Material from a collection
<<<<

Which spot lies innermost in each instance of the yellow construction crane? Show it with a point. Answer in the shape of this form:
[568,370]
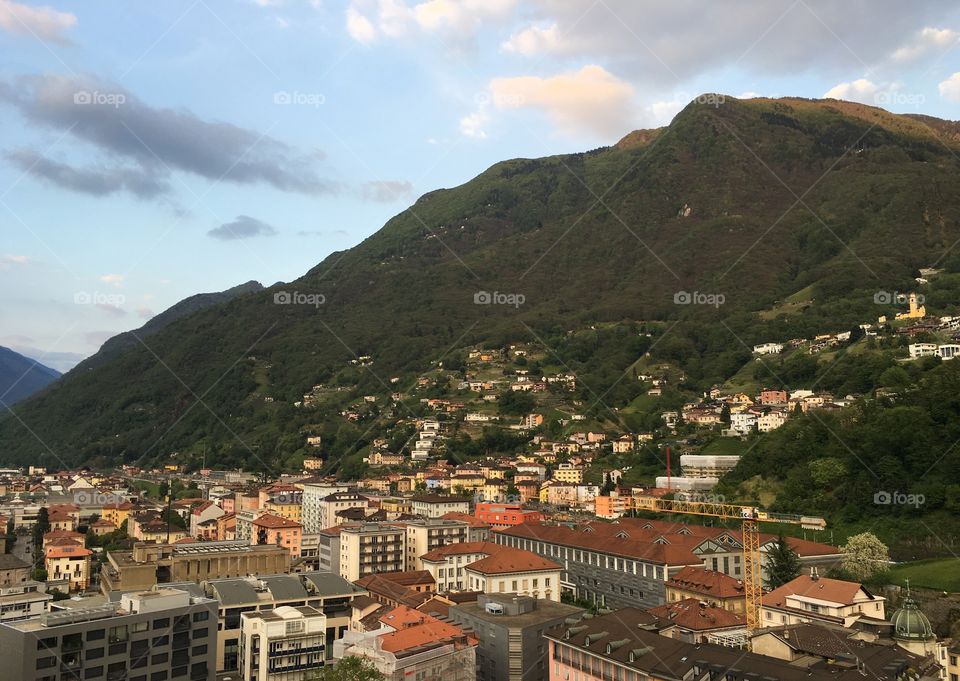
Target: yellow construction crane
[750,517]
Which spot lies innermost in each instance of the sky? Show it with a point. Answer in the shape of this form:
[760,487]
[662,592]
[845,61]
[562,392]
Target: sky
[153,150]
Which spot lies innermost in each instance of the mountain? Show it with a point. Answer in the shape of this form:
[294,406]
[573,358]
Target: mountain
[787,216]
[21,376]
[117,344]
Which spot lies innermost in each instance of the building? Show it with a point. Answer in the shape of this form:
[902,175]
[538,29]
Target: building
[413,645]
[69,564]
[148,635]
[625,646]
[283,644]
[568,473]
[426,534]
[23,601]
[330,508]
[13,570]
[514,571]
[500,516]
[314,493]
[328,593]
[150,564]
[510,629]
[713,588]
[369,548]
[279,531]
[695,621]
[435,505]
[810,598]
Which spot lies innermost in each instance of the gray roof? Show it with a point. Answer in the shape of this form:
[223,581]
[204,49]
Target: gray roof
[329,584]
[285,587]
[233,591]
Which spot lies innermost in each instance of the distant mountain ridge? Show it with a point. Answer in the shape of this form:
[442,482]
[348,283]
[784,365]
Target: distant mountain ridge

>>>>
<<<<

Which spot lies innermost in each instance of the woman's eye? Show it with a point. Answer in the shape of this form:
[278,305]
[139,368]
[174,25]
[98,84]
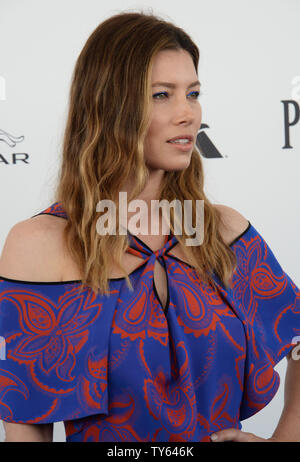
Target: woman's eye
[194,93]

>>>>

-- THE PROBLEM --
Which lines of the material contain the word "mountain"? Select each of them and copy it out, matching case.

-- COMPLETE RESPONSE --
Which spot lies innermost in each instance of the mountain? Show it with a point. Answer in the shape of this form:
Target: mountain
Which spot lies innermost in each instance of the distant mountain ridge? Show it with a point. Answer in the shape of this form:
Target: distant mountain ridge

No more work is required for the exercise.